ACTIVITY: Return exactly the lines of the records below, starting at the line that contains "541H526L525 546L530 551L543" and ending at the line that contains "box: [487, 18, 713, 239]", with both of those lines kept.

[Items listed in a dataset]

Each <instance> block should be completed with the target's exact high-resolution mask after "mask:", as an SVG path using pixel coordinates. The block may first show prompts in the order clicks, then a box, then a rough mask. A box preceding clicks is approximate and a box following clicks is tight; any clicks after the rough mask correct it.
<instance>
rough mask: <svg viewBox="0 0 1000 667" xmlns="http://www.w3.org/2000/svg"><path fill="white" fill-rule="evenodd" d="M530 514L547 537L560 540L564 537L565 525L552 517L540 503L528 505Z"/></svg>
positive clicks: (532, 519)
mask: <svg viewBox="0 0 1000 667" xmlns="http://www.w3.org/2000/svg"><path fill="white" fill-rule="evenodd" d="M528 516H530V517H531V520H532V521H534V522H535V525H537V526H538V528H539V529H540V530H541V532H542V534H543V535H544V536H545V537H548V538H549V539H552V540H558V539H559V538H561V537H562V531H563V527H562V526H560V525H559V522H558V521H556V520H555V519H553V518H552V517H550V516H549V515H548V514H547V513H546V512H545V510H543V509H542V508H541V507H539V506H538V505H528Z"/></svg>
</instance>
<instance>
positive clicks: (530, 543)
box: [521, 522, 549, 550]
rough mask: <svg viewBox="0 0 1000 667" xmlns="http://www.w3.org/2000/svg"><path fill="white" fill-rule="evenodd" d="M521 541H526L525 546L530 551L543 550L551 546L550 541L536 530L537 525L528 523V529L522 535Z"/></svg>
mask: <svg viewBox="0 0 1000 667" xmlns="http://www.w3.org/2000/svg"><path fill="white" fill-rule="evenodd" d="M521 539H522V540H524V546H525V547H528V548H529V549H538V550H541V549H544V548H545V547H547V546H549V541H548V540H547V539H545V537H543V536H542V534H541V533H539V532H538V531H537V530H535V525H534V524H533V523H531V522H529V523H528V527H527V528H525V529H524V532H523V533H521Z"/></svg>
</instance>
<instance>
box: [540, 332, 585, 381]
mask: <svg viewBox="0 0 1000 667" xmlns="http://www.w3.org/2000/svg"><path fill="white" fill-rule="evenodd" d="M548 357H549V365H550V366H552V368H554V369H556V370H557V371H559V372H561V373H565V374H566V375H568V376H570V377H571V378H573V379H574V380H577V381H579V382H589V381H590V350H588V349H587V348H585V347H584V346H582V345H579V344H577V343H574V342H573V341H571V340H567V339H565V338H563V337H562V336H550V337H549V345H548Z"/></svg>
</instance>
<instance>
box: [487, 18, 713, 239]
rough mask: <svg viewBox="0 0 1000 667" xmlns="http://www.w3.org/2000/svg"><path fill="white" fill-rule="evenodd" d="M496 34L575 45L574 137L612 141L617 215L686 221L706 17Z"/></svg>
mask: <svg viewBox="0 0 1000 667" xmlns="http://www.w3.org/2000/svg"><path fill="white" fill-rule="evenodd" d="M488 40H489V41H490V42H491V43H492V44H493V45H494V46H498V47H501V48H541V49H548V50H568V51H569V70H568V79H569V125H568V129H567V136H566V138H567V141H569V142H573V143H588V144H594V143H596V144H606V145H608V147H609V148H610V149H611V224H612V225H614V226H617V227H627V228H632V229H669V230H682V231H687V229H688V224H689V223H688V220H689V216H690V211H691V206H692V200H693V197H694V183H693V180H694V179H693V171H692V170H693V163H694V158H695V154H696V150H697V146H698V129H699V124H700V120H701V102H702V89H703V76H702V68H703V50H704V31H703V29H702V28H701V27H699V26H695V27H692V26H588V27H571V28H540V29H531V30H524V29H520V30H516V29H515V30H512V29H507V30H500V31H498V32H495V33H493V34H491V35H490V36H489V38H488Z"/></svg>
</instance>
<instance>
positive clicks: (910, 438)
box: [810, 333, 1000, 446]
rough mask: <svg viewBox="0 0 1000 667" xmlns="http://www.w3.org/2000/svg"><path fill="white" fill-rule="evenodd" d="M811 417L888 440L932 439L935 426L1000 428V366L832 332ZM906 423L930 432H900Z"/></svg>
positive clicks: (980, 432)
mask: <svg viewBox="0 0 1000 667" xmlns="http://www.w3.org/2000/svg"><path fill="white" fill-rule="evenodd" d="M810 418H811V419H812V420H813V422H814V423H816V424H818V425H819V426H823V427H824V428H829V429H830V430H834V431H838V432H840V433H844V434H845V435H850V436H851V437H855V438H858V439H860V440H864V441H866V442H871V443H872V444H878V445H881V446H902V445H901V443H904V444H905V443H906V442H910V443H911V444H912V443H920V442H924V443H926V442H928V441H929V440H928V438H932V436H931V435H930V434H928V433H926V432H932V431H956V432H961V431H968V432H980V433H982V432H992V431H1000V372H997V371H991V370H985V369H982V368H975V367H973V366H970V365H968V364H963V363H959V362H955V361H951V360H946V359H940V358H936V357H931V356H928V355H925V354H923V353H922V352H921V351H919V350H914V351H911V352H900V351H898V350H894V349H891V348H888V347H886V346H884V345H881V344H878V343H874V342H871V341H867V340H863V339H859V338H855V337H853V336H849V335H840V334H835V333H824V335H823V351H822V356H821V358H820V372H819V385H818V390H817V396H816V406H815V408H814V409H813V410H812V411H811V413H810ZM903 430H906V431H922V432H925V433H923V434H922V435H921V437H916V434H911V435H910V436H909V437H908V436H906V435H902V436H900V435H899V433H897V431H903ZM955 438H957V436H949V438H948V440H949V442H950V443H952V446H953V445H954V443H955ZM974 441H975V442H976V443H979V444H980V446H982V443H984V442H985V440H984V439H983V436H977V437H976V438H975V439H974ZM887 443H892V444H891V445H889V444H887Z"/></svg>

SOLUTION TO THE EXERCISE:
rough mask: <svg viewBox="0 0 1000 667" xmlns="http://www.w3.org/2000/svg"><path fill="white" fill-rule="evenodd" d="M521 541H526L525 546L530 551L543 550L551 546L550 541L536 530L537 525L528 523V529L522 535Z"/></svg>
mask: <svg viewBox="0 0 1000 667" xmlns="http://www.w3.org/2000/svg"><path fill="white" fill-rule="evenodd" d="M521 539H522V540H524V546H525V547H528V548H529V549H538V550H541V549H544V548H545V547H547V546H549V541H548V540H547V539H545V537H543V536H542V534H541V533H539V532H538V531H537V530H535V525H534V524H533V523H531V522H529V523H528V527H527V528H525V529H524V532H523V533H521Z"/></svg>
</instance>
<instance>
box: [540, 332, 585, 381]
mask: <svg viewBox="0 0 1000 667" xmlns="http://www.w3.org/2000/svg"><path fill="white" fill-rule="evenodd" d="M548 357H549V365H550V366H552V368H554V369H556V370H557V371H559V372H561V373H565V374H566V375H568V376H570V377H571V378H573V379H574V380H577V381H579V382H589V381H590V350H588V349H587V348H585V347H584V346H582V345H579V344H577V343H574V342H573V341H571V340H567V339H565V338H563V337H562V336H550V337H549V345H548Z"/></svg>
</instance>
<instance>
box: [487, 18, 713, 239]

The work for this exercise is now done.